▸ **What this exercise asks**:
a) Please reproduce, word for word, the part of the post about the Subversion UTF-8 error starting with "As we’re developing" and going on through "there’s no answer.".
b) From the post about the Subversion UTF-8 error, list every hex byte value shown for the invalid UTF-8 sequence in the error message.
c) Answer these questions using the post about the Subversion UTF-8 error:
(i) What was the team doing in Subversion when the error first appeared?
(ii) On what date was the best search hit posted to the mailing list?
(iii) What type of file had the Chinese GBK encoded filename?

▸ **Excerpt**:
+--
Valid UTF-8 data (hex:) followed by invalid UTF-8 sequence

OK, this one is a bit geeked out again, but it’s relevant to China. If you’re an american, you could probably go your entire life without ever bumping into codepages, but if you’re life crosses paths with asia, you almost certainly will…

As we’re developing a new website,doing our subversion (version control system) check-in, I started bumping into a very unusual error.

ryan@116843:/spike/public/news/app/webroot/redv1.0/img/menu$ sudo svn up svn: Valid UTF-8 data (hex:) followed by invalid UTF-8 sequence (hex: b8 b4 bc fe)

Unfortunately, google didn’t come up with much. The best hit was a Oct 10th post on the subversion users mailing list. Basically, the answer is that there’s no answer.

Well, I did an svn up in each child directory of the one causing the problem and eventually tracked the error down through my project’s directory tree. It looks like one of the guys using a windows system copied a JPEG with a Chinese GBK encoded filename onto the server. Everything is best kept in UTF-8.
+--
(Stored items)
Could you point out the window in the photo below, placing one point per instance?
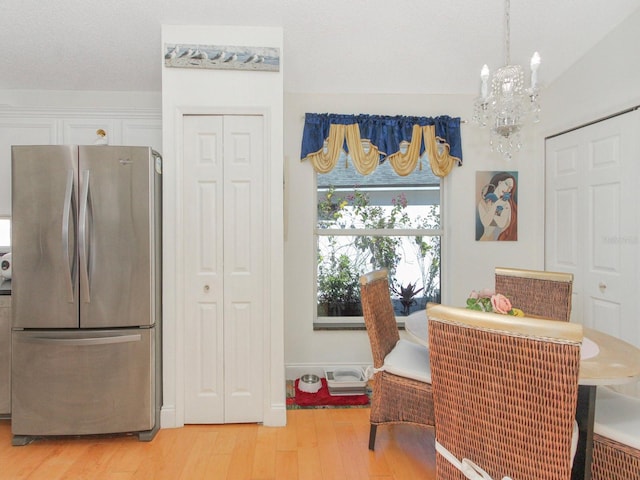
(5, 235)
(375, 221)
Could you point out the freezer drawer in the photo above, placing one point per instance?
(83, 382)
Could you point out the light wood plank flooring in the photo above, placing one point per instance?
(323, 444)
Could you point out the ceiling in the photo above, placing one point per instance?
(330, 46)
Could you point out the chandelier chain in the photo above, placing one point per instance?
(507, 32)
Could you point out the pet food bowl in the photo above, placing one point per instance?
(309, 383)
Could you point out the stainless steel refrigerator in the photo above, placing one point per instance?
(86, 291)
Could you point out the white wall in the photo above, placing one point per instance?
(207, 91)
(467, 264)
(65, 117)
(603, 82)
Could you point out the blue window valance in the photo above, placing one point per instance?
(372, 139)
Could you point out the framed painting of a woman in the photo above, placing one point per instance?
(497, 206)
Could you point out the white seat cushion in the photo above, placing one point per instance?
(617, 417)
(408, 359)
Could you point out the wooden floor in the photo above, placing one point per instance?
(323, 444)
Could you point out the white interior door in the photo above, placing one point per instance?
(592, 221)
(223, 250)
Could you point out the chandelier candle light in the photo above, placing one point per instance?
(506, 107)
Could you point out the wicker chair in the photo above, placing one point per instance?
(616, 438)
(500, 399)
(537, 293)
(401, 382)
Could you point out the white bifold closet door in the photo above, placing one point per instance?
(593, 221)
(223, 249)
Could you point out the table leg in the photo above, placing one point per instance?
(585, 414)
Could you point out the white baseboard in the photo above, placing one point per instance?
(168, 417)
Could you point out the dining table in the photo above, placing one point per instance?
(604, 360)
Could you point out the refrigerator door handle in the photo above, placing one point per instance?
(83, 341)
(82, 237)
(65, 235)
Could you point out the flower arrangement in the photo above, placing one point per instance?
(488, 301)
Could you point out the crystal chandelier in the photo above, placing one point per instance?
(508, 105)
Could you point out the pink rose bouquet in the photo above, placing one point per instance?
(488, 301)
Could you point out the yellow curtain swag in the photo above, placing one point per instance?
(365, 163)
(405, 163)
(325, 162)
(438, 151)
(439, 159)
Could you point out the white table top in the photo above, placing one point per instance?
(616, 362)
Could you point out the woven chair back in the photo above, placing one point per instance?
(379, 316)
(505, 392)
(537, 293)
+--
▸ **The answers**:
a)
As we’re developing a new website,doing our subversion (version control system) check-in, I started bumping into a very unusual error.

ryan@116843:/spike/public/news/app/webroot/redv1.0/img/menu$ sudo svn up svn: Valid UTF-8 data (hex:) followed by invalid UTF-8 sequence (hex: b8 b4 bc fe)

Unfortunately, google didn’t come up with much. The best hit was a Oct 10th post on the subversion users mailing list. Basically, the answer is that there’s no answer.

b) b8, b4, bc, fe

c)
(i) A check-in
(ii) Oct 10th
(iii) A JPEG